### Task set:
a. Reproduce the passage on the SMU library survey word for word, from "Objective & Tasks" up to and including "conciseness and accuracy.".
b. Name the four groups whose perception of library services the passage on the SMU library survey sets as the focus of its primary task.

### Reading passage:
— begin —
Revision as of 19:10, 13 March 2020

Overview

Background

In the interests of faculty, students and staff of Singapore Management University (SMU), an all-encompassing survey is conducted by SMU Libraries every 2 years to learn about their perception of the libraries (namely Li Ka Shing Library and Kwa Geok Choo Law Library), with particular focus on the importance and satisfaction level of different library-related services. This piece of information serves as a valuable input for the department to calibrate the standards of the facilities by identifying areas where users are underserved and those that exceed expectations but are relatively less important.

Objective & Tasks

After closure of the survey, a Library Survey Report is generated for consumption. However, this traditional method of analysis comprising huge number of tables and ineffective charts can be frustrating and difficult for users to grasp. Hence, the objective here is to make use of existing tools and technologies to develop an interactive visualisation of the survey data (Feb 2018), such that it is intuitive, easy to comprehend and telling at the same time. By cutting down on the report's "verbosity", the people in charge can save time deciphering trends and underlying patterns of the data with high degree of conciseness and accuracy.

The primary task is to reveal the level of services provided by the 2 SMU libraries as perceived by the following four groups: the undergraduates, postgraduates, faculty and staff. This mainly includes the concept of the Importance-Performance (or Importance-Satisfaction) rating as well as the Net Promoter Score (NPS).

Survey Data

About the Data

The data for the 2018 Library Survey Report consists of:

  • 2639 records (rows)
— end —
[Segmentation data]
— begin —
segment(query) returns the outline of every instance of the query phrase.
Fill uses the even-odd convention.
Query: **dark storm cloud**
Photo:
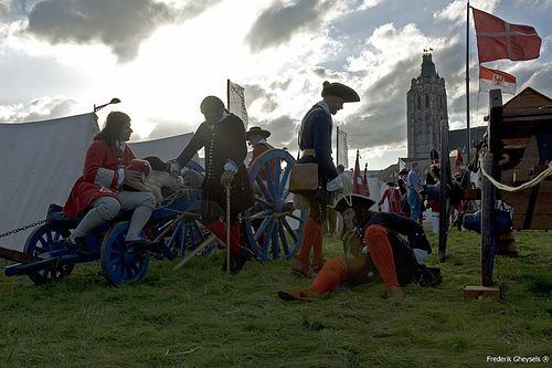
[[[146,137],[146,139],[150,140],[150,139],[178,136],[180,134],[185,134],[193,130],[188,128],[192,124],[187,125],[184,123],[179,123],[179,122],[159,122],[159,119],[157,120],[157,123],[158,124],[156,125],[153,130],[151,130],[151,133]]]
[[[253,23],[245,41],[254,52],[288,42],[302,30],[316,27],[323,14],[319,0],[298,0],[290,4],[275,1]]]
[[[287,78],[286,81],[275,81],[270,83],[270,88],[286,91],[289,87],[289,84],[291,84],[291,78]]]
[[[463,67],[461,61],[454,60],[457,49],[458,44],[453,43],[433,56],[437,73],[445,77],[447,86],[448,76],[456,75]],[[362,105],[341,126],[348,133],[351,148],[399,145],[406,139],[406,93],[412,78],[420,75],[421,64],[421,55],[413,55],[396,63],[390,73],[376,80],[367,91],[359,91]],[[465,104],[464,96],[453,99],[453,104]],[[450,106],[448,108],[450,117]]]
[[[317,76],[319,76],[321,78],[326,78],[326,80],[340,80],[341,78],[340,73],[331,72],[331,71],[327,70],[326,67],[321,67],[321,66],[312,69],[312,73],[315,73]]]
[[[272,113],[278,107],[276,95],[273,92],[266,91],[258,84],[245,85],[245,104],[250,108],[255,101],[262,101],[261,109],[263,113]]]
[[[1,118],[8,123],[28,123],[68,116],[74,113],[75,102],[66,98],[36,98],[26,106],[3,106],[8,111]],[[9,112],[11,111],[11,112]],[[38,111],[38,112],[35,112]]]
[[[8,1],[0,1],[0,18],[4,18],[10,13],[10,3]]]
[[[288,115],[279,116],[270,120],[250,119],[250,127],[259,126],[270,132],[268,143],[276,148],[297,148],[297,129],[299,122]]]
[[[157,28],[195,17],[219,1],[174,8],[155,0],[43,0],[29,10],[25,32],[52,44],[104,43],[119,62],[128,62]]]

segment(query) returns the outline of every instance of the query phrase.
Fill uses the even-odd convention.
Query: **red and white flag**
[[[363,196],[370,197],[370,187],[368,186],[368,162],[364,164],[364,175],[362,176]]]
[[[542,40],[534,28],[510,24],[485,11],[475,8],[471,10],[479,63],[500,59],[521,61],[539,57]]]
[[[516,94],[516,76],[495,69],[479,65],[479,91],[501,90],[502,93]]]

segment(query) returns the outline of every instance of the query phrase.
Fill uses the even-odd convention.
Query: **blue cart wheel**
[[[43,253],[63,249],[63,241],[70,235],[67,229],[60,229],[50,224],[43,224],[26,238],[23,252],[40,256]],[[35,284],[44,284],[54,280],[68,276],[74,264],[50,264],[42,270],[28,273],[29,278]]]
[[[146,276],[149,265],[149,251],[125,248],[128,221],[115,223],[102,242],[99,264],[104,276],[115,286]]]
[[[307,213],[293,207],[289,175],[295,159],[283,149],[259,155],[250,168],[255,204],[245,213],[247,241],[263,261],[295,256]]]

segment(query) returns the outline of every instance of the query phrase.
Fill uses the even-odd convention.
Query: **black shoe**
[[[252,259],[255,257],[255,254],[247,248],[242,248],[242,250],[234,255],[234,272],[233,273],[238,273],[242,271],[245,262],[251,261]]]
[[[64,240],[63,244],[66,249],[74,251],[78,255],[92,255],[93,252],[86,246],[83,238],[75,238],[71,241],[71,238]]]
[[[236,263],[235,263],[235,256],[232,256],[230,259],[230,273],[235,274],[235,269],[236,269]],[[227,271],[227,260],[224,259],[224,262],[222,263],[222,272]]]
— end —
### Results of the tasks:
a.
Objective & Tasks

After closure of the survey, a Library Survey Report is generated for consumption. However, this traditional method of analysis comprising huge number of tables and ineffective charts can be frustrating and difficult for users to grasp. Hence, the objective here is to make use of existing tools and technologies to develop an interactive visualisation of the survey data (Feb 2018), such that it is intuitive, easy to comprehend and telling at the same time. By cutting down on the report's "verbosity", the people in charge can save time deciphering trends and underlying patterns of the data with high degree of conciseness and accuracy.

b. Undergraduates, postgraduates, faculty, staff